===== RAW RECORDS =====

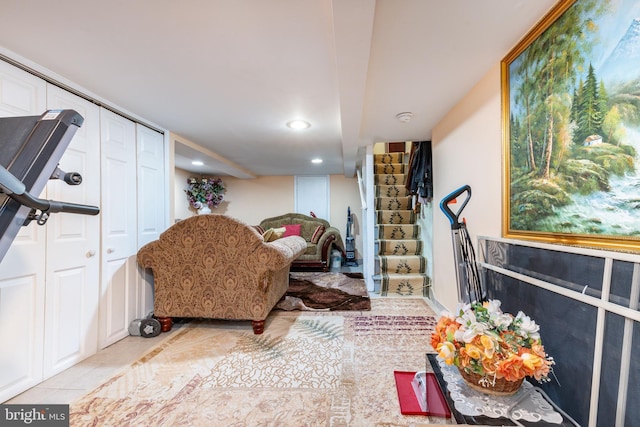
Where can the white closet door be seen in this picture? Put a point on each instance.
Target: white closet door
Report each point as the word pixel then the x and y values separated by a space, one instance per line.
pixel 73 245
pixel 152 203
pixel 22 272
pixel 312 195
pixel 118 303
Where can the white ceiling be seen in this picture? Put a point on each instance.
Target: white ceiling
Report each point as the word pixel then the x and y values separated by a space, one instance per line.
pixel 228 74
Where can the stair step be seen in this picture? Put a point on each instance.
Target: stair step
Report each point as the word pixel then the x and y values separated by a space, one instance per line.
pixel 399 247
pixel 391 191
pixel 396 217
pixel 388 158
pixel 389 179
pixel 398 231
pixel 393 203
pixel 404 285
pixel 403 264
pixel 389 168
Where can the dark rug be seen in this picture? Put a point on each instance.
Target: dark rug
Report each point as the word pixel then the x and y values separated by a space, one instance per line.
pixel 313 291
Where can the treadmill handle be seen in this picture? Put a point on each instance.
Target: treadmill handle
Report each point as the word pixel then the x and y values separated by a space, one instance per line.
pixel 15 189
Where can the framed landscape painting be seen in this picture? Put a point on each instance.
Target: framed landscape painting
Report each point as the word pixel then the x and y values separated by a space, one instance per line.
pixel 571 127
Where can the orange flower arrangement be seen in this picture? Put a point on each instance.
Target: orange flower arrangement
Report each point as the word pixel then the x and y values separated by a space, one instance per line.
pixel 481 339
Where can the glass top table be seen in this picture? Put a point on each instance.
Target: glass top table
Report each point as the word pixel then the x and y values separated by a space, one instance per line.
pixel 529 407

=====
===== RAW RECORDS =====

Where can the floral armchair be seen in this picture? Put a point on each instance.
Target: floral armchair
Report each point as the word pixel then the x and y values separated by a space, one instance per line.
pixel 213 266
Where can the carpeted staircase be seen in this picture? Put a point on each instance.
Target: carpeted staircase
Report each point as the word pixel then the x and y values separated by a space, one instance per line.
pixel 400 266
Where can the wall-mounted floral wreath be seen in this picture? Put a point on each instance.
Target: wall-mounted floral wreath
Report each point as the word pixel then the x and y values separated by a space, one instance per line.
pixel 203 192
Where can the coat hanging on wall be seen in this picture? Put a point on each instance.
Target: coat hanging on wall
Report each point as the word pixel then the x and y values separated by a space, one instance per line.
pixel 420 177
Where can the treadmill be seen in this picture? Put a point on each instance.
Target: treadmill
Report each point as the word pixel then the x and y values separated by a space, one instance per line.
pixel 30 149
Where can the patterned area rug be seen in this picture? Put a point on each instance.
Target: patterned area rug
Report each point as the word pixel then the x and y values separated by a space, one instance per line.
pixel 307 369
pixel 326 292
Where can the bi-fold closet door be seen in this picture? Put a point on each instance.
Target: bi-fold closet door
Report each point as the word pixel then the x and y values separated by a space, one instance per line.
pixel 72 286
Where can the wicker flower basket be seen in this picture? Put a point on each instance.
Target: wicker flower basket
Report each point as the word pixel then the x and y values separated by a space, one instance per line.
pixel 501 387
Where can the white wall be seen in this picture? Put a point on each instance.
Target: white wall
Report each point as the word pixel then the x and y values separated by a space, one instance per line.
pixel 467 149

=====

WHAT IS BEING ASKED: Convert the lines of the records above into a Markdown table with two columns headed "No." and "Line". Start with the line containing "Where can the white closet", continue through the line containing "pixel 228 74" with both lines included, number each row, and omit any blank lines.

RESULT:
| No. | Line |
|---|---|
| 1 | Where can the white closet door be seen in this picture? Put a point on each instance. |
| 2 | Target: white closet door |
| 3 | Report each point as the word pixel then the x and y values separated by a space, one instance per line. |
| 4 | pixel 73 245 |
| 5 | pixel 152 203 |
| 6 | pixel 22 272 |
| 7 | pixel 312 195 |
| 8 | pixel 118 303 |
| 9 | Where can the white ceiling be seen in this picture? Put a point on each instance. |
| 10 | Target: white ceiling |
| 11 | Report each point as the word pixel then the x and y values separated by a space, one instance per line. |
| 12 | pixel 228 74 |